***** Article *****
La préposition et l'adjectif en kabyle

Salem DJEMAI, Doctorant

LACNAD-CRB, INALC0


Introduction

Dans le courant de ces dernières années, la préposition bénéficie d'un grand intérêt dans le domaine de la recherche en linguistique (BERTHONNEAU & CADIOT, 1993 : 7).

En berbère, la recherche sur les propositions reste un domaine vierge. Le peu de travaux qui ont abordé la préposition se sont seulement contentés d'une description superficielle sur le sujet.

Notre objectif dans ce présent travail est juste de fournir quelques spécificités qui caractérisent la catégorie de la préposition en kabyle en rapport avec l'adjectif.

 

1. La préposition et l'expression de la qualité

Certains compléments déterminatifs précédés par la préposition n ont pour fonction la qualification du nom qu'ils déterminent. Voici quelques exemples qui démontrent nos propos :

1. tamurt n   mDn
    pays    de gens (étrangers)
    « Un pays étranger » (FDB 61, p. 131)

2. tamurt n    lqbayel
    pays    de Kabyles
    « Le pays kabyle » (d, p. 641)

En (1 et 2), le rapport est possessif entre N1 et N2. La préposition n et son complément fonctionnent comme un adjectif relationnel qui détermine le nom recteur N1.

3. bab                    n  tqbaylit
    propriétaire de kabyle
    « Un vrai Kabyle » (d, p. 642)

4. imawlan n tqbaylit
    parents de kabyle
    « Les gens qui tiennent à la tradition » (FDB 61, p. 121)
*****
■ Liste des tâches
[1] Répondez aux questions suivantes sur l'article consacré à la préposition en kabyle.
(a) Selon l'introduction, de quoi se sont contentés les quelques travaux qui ont abordé la préposition en berbère ?
(b) Quelle fonction ont certains compléments déterminatifs précédés par la préposition n ?
(c) Quelle traduction l'article donne-t-il de « tamurt n lqbayel » ?
[2] Poursuivez l'article sur la préposition et l'adjectif en kabyle à partir de l'endroit où il s'arrête.
***** Données fournies *****
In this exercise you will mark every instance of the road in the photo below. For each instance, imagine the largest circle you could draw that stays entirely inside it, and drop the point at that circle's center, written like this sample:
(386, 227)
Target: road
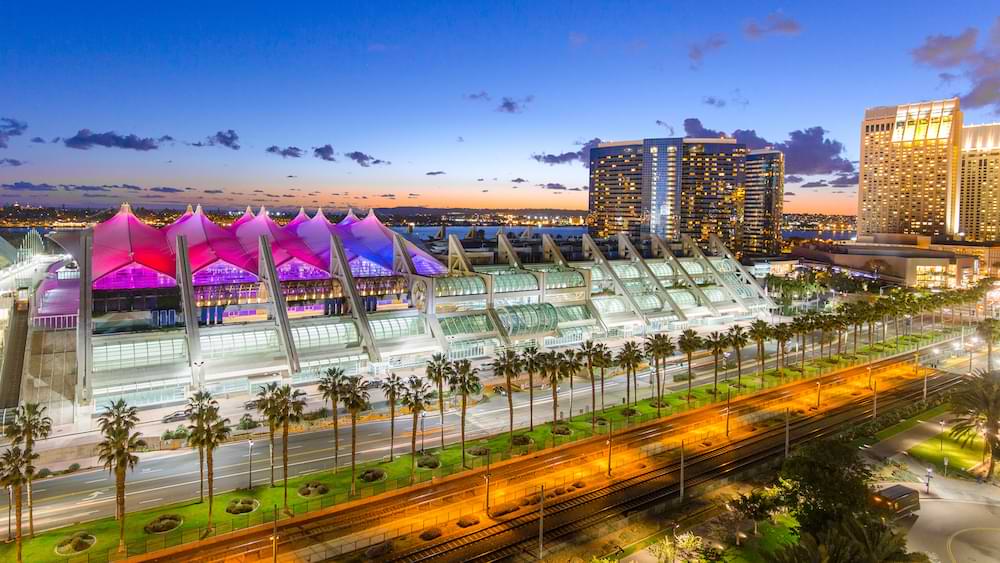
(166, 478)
*****
■ Résultats de l'exercice
[1]
(a) D'une description superficielle sur le sujet.
(b) La qualification du nom qu'ils déterminent.
(c) « Le pays kabyle ».

[2]
Dans les énoncés (3 et 4), l'interprétation du syntagme nominale est d'ordre pragmatique. Le sens de toute la structure fait appel à des connaissances extralinguistiques des locuteurs. Le rapport est aussi possessif entre N1 et N2, ainsi qu'elle l'annonce la paraphrase de l'énoncé (3) : « Celui qui possède la culture kabyle authentique. » et celle de l'énoncé (4) : « Les gens qui ont préservé leur tradition kabyle authentique. ».

5. bab                   n   Drɛ
    propriétaire de force
    « Un homme fort » (d, p. 4)

6. amDakl n  tidt
    ami      de vérité
    « Un véritable ami »

7. tamɣra n  ṭbl
    fête     de tambour
    « Une fête avec musiciens » (FDB 61, p. 191)

La relation entre N1 et N2 dans (5, 6 et 7) évoque à chaque fois un attribut ou une propriété saillante.

8. ma wzilt,                             a      d-       inint                   d   lqD    n   twdct
    si    être.petit.PRET-elle POT PROX dire.AOR-elles PP taille de petit caillou
    «Si elle est petite, on dit qu'elle a la taille d'un caillou » (FDB 61, p. 195)

En (8), c'est toute la structure N1 n N2 qui exprime la qualité attribuée à la personne qualifiée. Ici, le rapport est comparatif entre le sujet qualifié et le sens de l'expansion prédicative lqD n twdct.

9. aqcic     n   dir
    garçon de mauvais
    « Un mauvais garçon » (d, p. 694)

10. argaz      n   lɛali
    homme de beau
    « Un gentil homme » (vk2, p. 270)

Sémantiquement, la combinaison de la préposition n avec dir ou lɛali, qui sont des adverbes, fonctionne exactement comme un adjectif qualificatif.

Dans tous les exemples qui précédent, le sens manifesté par la préposition n est qualificatif. Ce sens n'est pas donné seulement par cette préposition ; il est l'effet d'une élaboration complexe de sens intrinsèque de la préposition n et de propriétés lexicales que véhiculent les éléments qui entourent cette préposition. Avec d'autres unités lexicales, la préposition n a le pouvoir d'exprimer des significations différentes.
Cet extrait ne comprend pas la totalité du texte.